*Work item*: In your reply, write out each entry exactly as given.

*Extracted information*:
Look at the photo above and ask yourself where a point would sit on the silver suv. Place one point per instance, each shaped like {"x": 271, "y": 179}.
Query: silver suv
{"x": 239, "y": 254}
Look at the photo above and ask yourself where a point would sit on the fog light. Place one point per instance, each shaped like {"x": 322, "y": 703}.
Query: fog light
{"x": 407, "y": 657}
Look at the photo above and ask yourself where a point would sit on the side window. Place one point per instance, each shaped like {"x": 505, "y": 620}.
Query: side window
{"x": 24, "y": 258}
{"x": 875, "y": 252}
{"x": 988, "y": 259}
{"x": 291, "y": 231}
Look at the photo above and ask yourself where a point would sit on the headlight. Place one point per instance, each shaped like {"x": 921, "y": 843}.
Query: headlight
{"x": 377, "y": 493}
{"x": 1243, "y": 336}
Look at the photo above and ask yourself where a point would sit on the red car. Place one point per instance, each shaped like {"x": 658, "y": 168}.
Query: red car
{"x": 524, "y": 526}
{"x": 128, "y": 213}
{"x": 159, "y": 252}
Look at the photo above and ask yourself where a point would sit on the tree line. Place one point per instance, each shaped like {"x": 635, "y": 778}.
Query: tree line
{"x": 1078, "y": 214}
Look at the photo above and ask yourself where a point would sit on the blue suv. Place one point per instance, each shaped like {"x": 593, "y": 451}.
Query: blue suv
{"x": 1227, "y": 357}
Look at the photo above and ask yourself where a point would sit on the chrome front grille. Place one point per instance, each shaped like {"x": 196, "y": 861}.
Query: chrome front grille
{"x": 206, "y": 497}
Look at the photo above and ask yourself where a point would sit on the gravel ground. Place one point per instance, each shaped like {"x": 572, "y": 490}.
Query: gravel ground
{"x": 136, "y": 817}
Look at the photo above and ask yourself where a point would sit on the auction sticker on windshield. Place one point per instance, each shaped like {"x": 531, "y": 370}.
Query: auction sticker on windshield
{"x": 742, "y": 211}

*Your response*:
Look at the photo above and ask yourself where a point would sit on the silver suv. Place one point per instance, each shaped like {"x": 271, "y": 179}.
Query: silver suv
{"x": 239, "y": 254}
Look at the photo above and ask yourself where a point would sit on the fog light. Place one point per instance, each shaped like {"x": 322, "y": 703}.
Query: fog light
{"x": 407, "y": 657}
Look at the photo above and ask yourself where a point would sit on the side window. Place one point per instance, each shaped like {"x": 505, "y": 620}.
Query: side window
{"x": 24, "y": 258}
{"x": 875, "y": 252}
{"x": 988, "y": 259}
{"x": 291, "y": 231}
Look at the photo above and ask yourself where a point would sit on the headlight. Place one point per instance, each shaped like {"x": 921, "y": 843}.
Query: headlight
{"x": 377, "y": 493}
{"x": 1243, "y": 336}
Look at the photo above and ask yourself where a point would sit on the red car. Place one point per instance, each shaped like {"x": 658, "y": 168}.
Query: red car
{"x": 524, "y": 526}
{"x": 128, "y": 213}
{"x": 159, "y": 252}
Look at the photo above and ask yourself where a point would sit on the tree line. Place one point per instance, each shaped like {"x": 635, "y": 778}.
Query: tree line
{"x": 1078, "y": 214}
Look at the photo above and ask yourself where a point would sit on the blue suv. Place one point per instance, each shaped like {"x": 593, "y": 451}.
Query: blue suv
{"x": 1227, "y": 357}
Look at the photo above and ask yourself where a point would sit on the chrome front grille. Place one point per instance, each shaped like {"x": 196, "y": 861}.
Query: chrome front grille
{"x": 206, "y": 497}
Look at the photo above and ask yourself where a point would sit on the gravel ground. Place one point per instance, each shaped like {"x": 572, "y": 490}.
Query: gravel ground
{"x": 136, "y": 817}
Look at the photo above and ask yourself where a point would sit on the auction sticker on windshield. Place one point per instance, each shaped like {"x": 531, "y": 370}.
Query: auction sticker on windshield
{"x": 742, "y": 211}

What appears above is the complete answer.